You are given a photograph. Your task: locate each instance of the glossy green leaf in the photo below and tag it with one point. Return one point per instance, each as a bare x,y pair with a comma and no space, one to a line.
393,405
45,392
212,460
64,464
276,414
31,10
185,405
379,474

■ WHAT TO WORK ON ■
Can you rewrite the records with "glossy green leaf" replaced by "shiny green leaf" and nothing else altered?

■ RESULT OF THIS TASK ■
You are given a photograph. Your task: locate each instance of the shiny green leaf in the photo below and tag it with one point. Return one point per instance, each as a bare x,y pair with a comma and no space, one to a line.
393,405
45,392
212,460
64,464
276,414
31,10
185,405
379,474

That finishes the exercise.